┌──

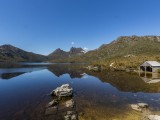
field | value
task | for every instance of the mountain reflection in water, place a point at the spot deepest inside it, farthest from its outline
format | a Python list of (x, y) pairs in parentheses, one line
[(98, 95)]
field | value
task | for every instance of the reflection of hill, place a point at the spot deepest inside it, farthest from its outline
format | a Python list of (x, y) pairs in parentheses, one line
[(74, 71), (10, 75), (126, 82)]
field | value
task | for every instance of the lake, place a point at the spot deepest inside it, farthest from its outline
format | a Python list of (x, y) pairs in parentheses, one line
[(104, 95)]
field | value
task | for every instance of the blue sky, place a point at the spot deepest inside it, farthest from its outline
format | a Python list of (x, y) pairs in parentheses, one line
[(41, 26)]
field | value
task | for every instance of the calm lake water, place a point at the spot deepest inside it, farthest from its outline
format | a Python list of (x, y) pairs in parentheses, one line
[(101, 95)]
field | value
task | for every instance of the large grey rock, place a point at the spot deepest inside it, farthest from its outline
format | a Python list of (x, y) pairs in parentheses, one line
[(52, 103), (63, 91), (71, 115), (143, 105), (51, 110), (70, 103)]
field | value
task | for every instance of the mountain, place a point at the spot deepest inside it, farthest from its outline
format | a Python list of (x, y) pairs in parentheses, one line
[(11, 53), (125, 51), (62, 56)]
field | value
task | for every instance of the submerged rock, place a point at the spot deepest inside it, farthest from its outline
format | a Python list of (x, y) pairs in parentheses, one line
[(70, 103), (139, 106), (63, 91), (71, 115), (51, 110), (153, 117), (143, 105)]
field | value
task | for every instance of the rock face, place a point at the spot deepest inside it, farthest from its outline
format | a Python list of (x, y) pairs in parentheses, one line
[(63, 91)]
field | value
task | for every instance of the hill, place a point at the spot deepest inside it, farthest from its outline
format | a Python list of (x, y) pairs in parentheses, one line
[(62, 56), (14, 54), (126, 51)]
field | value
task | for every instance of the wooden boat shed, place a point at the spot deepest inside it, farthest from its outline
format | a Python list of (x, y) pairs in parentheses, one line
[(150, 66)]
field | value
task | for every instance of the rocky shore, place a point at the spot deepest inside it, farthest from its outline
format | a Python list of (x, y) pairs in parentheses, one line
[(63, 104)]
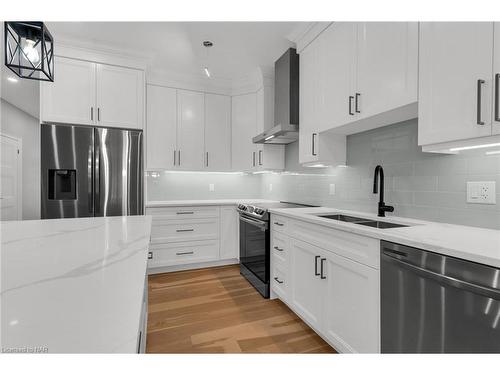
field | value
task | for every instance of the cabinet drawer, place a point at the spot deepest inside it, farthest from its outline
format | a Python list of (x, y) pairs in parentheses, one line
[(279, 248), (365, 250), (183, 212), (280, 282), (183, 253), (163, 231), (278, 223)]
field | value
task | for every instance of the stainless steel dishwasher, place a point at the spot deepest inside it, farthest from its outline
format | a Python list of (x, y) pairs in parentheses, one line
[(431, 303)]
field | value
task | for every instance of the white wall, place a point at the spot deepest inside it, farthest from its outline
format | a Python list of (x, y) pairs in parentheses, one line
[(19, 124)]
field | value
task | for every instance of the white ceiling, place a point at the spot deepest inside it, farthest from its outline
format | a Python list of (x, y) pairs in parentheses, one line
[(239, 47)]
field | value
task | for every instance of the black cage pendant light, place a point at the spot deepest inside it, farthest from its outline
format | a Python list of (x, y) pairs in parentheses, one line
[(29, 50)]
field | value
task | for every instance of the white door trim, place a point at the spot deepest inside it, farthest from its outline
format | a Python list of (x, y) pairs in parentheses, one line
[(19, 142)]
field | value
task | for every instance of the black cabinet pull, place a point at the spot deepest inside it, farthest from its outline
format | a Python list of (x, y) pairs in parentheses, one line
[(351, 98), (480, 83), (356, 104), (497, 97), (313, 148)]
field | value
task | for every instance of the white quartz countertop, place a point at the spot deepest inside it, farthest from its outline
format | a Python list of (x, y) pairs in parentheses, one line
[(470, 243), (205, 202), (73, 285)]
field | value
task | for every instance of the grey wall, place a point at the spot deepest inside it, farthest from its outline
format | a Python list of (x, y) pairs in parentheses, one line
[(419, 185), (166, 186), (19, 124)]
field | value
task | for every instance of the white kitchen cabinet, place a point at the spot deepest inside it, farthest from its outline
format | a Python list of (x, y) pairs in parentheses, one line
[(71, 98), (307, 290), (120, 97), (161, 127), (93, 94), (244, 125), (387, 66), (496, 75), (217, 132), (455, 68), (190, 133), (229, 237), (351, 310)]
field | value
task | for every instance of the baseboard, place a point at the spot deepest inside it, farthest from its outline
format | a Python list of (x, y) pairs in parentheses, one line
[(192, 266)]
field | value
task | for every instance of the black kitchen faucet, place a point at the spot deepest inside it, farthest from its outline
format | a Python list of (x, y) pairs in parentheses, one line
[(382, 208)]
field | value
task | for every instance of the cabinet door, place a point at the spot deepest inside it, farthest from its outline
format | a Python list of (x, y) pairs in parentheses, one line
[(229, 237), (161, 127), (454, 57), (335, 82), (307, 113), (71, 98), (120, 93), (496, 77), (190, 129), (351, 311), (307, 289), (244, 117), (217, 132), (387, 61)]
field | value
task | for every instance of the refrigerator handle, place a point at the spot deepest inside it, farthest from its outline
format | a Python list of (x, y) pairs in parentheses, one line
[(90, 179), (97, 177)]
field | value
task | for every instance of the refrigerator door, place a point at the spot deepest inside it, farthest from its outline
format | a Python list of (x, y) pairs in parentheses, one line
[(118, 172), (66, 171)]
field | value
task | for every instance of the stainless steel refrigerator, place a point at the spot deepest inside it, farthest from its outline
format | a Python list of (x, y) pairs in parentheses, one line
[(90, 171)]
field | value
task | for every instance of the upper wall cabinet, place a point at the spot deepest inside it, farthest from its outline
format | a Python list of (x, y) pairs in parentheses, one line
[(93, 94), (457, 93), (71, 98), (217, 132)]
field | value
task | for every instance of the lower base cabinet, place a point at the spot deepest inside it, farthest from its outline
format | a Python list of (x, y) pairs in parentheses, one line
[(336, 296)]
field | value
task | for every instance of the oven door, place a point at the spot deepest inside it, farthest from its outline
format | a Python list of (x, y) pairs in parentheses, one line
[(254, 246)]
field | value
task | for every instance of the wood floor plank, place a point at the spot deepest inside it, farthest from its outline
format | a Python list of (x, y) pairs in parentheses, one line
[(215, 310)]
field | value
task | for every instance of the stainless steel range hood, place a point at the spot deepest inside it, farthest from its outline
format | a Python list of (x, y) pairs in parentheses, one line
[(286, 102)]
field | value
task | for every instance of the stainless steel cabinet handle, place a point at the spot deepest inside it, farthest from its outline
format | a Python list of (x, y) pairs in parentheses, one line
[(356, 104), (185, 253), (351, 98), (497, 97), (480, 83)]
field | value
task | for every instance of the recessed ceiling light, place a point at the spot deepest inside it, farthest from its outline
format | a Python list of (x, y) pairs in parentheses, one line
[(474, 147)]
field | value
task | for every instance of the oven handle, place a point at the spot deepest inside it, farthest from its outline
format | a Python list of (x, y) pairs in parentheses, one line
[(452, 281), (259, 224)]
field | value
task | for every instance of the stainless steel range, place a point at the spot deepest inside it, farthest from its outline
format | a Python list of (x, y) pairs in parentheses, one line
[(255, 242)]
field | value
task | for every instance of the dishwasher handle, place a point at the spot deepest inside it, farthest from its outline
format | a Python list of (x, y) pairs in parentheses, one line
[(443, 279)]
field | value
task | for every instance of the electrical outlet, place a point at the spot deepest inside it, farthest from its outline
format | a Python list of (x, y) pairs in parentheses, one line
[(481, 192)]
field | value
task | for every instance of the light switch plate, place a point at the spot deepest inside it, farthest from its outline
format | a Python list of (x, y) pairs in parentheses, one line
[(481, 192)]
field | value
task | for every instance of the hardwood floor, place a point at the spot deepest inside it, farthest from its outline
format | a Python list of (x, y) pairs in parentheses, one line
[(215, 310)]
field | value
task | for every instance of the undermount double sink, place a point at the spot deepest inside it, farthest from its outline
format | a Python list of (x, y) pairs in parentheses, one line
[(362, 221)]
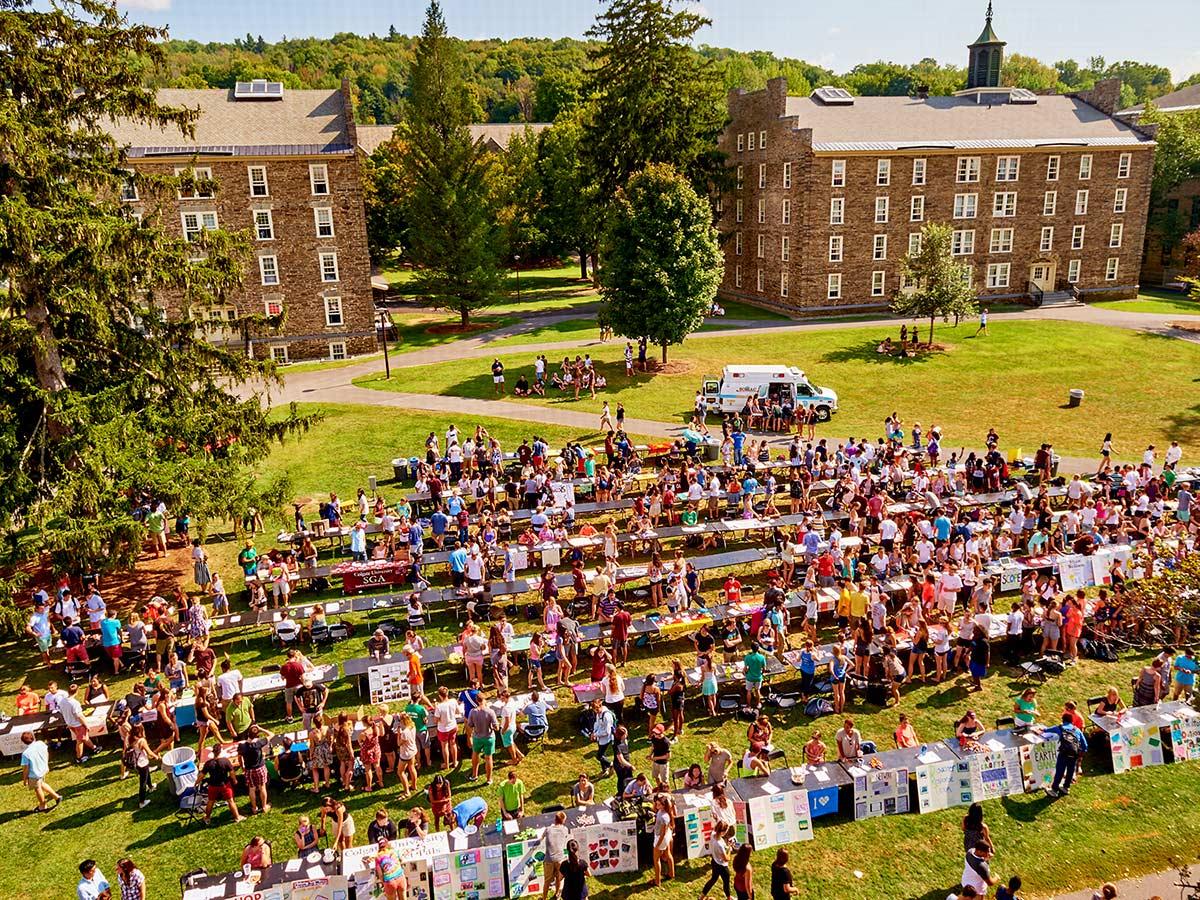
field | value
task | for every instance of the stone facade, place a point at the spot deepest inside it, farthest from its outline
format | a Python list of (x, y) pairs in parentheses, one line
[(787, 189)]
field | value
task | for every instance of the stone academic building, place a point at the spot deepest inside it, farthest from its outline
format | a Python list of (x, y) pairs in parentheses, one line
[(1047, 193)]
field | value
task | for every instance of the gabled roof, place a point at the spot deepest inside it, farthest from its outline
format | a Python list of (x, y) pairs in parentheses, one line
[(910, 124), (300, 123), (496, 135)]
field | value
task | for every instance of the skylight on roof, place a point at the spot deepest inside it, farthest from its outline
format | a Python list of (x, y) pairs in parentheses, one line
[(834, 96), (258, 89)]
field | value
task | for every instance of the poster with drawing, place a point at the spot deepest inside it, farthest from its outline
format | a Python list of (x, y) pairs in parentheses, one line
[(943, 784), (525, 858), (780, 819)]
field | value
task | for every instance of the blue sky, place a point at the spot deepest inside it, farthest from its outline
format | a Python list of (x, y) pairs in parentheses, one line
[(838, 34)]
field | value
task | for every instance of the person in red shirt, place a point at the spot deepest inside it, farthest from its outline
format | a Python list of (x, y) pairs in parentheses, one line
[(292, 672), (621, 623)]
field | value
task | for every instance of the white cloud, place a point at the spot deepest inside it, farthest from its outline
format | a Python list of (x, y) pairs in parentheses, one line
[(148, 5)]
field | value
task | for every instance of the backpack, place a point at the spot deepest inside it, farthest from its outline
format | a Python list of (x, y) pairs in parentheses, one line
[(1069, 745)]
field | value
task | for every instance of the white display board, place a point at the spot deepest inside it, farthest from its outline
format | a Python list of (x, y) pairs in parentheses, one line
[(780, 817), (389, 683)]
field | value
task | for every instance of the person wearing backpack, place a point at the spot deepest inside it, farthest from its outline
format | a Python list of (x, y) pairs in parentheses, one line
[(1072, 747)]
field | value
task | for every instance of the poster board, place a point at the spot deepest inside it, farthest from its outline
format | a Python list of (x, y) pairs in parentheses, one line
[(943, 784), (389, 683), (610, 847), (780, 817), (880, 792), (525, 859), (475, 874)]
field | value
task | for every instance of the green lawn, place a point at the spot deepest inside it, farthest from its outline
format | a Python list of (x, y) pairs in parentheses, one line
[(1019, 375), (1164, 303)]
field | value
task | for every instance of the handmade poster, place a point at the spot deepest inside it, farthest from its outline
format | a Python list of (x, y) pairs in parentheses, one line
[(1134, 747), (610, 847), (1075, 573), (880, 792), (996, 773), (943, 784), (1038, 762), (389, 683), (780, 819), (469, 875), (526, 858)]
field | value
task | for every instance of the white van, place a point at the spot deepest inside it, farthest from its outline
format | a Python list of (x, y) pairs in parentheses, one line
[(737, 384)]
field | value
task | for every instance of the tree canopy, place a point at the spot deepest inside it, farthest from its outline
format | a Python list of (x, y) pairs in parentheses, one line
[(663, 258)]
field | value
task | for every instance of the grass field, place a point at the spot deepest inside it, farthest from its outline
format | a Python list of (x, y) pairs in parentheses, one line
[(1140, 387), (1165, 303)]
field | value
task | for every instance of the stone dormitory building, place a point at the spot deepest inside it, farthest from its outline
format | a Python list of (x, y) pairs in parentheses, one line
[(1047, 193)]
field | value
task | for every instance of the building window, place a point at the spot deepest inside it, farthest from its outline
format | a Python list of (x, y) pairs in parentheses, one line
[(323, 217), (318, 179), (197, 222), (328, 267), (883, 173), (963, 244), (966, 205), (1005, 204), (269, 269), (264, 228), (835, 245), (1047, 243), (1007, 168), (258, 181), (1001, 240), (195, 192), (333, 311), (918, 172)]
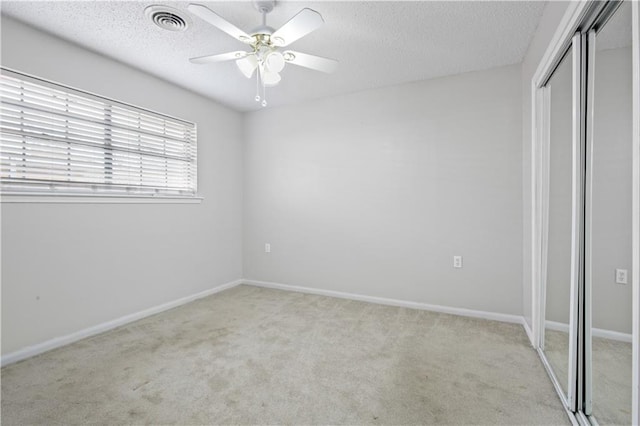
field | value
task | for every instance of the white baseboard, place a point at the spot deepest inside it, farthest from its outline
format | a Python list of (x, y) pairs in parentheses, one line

└──

## Exercise goal:
The answer is each line in which the word "dishwasher" occurs, copied from the material above.

## Answer to this task:
task | for every instance of the stainless steel dishwasher, place a point at the spot deepest inside it, farthest from its outline
task | for every instance of the dishwasher handle, place a point at the spot deepest inside it, farthest from its outline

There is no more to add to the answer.